**STUDY TEXT**.
______________________________
By Francis Peyret
My first memory of the World Cup was thanks to the 1970 World Cup in Mexico, when I had seen the semifinal between Germany and Italy (cataloged as the party of the century). According to my memories, I ended up very upset because Italy had won with a score of 21-20. A few days later, the final took place, and my only memory of that day was that a man appeared in Pelé’s shorts on a very famous television program in Mexico called “Siempre en Domingo;” Brazil had won the World Cup.
During the 70s, we began to see football in color; the era of marketing promoted mainly by beer brands began, but it was still something very simple. I remember that when I was eight years old, we used to walk to the training camps of Club América (the most popular team in Mexico). We always managed to get into the dressing rooms and thus get the autographs of the most famous players of that time. At that time, footballers had good salaries, fame, and pretty girlfriends, but at the same time their careers were very short, and their future was very uncertain. A soccer player retired at the age of 30. Today, sports medicine and high performance are on another level.
By the 1980s, the soccer World Cup had risen to another level. Mexico celebrated its second World Cup in 1986, and we already had Hugo Sánchez playing in Spain. Sales grew considerably. We no longer only watched Mexican soccer. We watched Latin American cups, the Eurocup, and the European Champions League. For the finals of any championship, the restaurants and bars were full, with the appearance of more women fans of the sport of kicking a ball that had seemed something exclusively designed for men.
______________________________
Reproduce, word for word, the passage of the soccer memoir that opens with the words "By the 1980s, the" and closes with "designed for men.". The tasks can be done without the material.

**DATA SECTION**.
______________________________
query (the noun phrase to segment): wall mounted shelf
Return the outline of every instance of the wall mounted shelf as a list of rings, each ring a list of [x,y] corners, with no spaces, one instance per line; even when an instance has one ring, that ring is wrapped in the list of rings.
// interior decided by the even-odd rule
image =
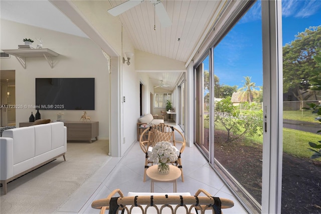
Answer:
[[[7,54],[15,56],[20,64],[26,69],[26,58],[29,57],[45,57],[49,64],[50,67],[54,67],[54,61],[51,57],[56,57],[59,54],[48,48],[41,49],[21,49],[12,50],[3,50]]]

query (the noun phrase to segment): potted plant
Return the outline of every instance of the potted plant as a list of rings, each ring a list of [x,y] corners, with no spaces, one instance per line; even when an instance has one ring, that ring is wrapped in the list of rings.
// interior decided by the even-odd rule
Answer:
[[[31,39],[24,39],[24,42],[25,42],[25,45],[32,45],[32,43],[34,42],[34,40]]]
[[[172,110],[173,107],[172,106],[172,102],[169,99],[167,100],[167,102],[166,103],[166,111],[168,112],[169,110]]]

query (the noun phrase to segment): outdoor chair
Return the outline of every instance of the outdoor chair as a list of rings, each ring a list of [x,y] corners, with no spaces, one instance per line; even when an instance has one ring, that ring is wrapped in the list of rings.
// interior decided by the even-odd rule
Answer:
[[[176,134],[177,136],[175,136]],[[145,135],[147,135],[147,140],[143,137]],[[178,138],[178,140],[176,140],[176,138]],[[143,181],[145,182],[146,180],[146,170],[149,166],[153,165],[153,162],[149,160],[152,147],[156,143],[162,141],[170,142],[175,147],[178,158],[177,161],[170,163],[181,169],[182,181],[184,182],[184,177],[181,155],[185,148],[185,138],[178,129],[172,126],[165,124],[151,126],[148,129],[144,130],[139,137],[139,145],[145,154]]]
[[[201,193],[205,195],[200,195]],[[120,211],[130,214],[203,214],[209,209],[210,212],[206,213],[216,214],[223,213],[221,209],[230,208],[234,205],[232,200],[213,197],[202,189],[199,189],[194,196],[189,192],[129,192],[127,196],[124,196],[120,189],[116,189],[107,198],[93,201],[91,207],[100,209],[101,214],[104,213],[106,210],[111,214]]]

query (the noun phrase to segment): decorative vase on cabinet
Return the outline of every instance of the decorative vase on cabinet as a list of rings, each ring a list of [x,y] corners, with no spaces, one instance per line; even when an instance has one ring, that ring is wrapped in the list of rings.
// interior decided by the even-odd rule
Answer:
[[[37,113],[36,113],[36,120],[39,120],[41,119],[41,116],[40,113],[39,113],[39,109],[37,109]]]

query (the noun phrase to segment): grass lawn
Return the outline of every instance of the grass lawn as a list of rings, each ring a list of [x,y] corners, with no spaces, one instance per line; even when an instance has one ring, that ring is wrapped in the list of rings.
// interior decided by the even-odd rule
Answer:
[[[218,124],[215,124],[215,129],[226,131],[223,126]],[[283,151],[295,157],[309,158],[313,152],[307,149],[309,148],[309,141],[317,143],[321,140],[321,135],[316,134],[285,128],[283,130]],[[253,145],[253,143],[262,144],[263,136],[258,136],[258,135],[245,138],[244,143],[247,146]],[[314,160],[321,161],[321,158]]]
[[[318,121],[314,120],[316,116],[312,115],[311,112],[311,110],[283,111],[283,119],[306,122],[319,123]]]

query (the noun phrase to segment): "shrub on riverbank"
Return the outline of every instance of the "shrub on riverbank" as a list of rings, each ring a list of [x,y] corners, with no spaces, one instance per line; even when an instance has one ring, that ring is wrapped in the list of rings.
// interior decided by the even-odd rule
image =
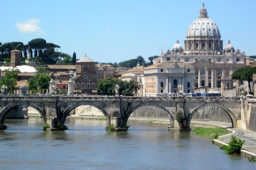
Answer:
______________________________
**SOLUTION TO THE PROBLEM**.
By the 1980s, the soccer World Cup had risen to another level. Mexico celebrated its second World Cup in 1986, and we already had Hugo Sánchez playing in Spain. Sales grew considerably. We no longer only watched Mexican soccer. We watched Latin American cups, the Eurocup, and the European Champions League. For the finals of any championship, the restaurants and bars were full, with the appearance of more women fans of the sport of kicking a ball that had seemed something exclusively designed for men.